*Written instruction*
Copy everything in the data below, from the line that contains "Exercise. Mark the collared" down to the last line of the data, with both ends included.

*Input records*
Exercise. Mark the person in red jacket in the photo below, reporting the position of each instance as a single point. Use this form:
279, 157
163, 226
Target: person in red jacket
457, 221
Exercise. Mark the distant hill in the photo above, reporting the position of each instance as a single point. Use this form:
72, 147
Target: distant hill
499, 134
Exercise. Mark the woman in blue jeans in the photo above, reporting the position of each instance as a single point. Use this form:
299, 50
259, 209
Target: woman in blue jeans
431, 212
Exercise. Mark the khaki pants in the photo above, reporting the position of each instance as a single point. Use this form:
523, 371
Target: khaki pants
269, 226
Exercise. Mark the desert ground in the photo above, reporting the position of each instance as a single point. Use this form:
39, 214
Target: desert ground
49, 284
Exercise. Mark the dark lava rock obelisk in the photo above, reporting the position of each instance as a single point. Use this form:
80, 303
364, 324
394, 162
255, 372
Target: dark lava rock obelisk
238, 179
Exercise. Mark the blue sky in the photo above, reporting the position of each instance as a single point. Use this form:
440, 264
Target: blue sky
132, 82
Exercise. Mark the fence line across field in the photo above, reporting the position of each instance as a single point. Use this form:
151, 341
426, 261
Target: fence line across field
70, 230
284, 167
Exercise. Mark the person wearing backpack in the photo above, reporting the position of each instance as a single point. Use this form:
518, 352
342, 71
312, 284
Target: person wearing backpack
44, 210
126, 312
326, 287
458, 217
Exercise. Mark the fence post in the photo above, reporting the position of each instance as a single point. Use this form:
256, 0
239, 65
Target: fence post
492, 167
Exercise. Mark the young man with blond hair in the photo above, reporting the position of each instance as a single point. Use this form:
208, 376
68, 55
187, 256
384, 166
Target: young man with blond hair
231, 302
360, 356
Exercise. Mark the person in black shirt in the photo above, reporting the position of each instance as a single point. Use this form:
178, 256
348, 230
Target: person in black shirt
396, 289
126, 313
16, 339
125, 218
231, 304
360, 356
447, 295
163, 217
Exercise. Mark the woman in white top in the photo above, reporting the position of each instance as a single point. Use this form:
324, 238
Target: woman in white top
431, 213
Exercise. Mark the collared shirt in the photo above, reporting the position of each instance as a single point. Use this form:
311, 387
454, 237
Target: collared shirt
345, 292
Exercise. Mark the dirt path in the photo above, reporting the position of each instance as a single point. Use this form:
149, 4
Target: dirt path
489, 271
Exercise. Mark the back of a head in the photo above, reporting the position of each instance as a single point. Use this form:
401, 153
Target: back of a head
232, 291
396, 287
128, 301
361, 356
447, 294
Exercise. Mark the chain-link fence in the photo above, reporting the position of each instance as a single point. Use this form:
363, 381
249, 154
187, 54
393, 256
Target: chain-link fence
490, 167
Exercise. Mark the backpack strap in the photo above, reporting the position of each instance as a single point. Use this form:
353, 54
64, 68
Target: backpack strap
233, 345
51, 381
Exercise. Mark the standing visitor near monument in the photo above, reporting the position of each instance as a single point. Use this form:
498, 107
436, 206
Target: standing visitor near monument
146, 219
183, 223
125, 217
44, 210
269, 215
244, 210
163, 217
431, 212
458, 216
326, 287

*The completed task*
Exercise. Mark the collared shirt in the photo above, reporting the position of each instance as a single point. Use this form:
311, 387
454, 237
Target: collared shirt
345, 292
Exercise. Mark the dirt path in the photo above, reporting the position of each instance as a single point. Use this form:
149, 4
Target: dirt path
489, 271
Exercise. Mark the back of a head in the photo above, reporting the position of each instance as a single point. Use this form:
401, 153
Target: back of a head
232, 291
396, 287
128, 301
361, 356
447, 294
Exercise. Mark the chain-link fence in the photo above, reporting the position of each instance as a single point. Use this form:
363, 381
249, 154
187, 54
393, 256
Target: chain-link fence
490, 167
Exercise. Mark the backpack strap in the photo above, reporting the position of each instance as a single point. Use this form:
353, 54
64, 68
Target: backpack strap
233, 345
51, 381
Exercise. Mark the standing visitor near monument in the photo above, reporting the position of each instance as a single point. Use this form:
498, 107
436, 206
Target: standing visitor near monument
146, 219
183, 223
125, 217
44, 210
269, 215
244, 210
163, 217
431, 212
458, 216
326, 287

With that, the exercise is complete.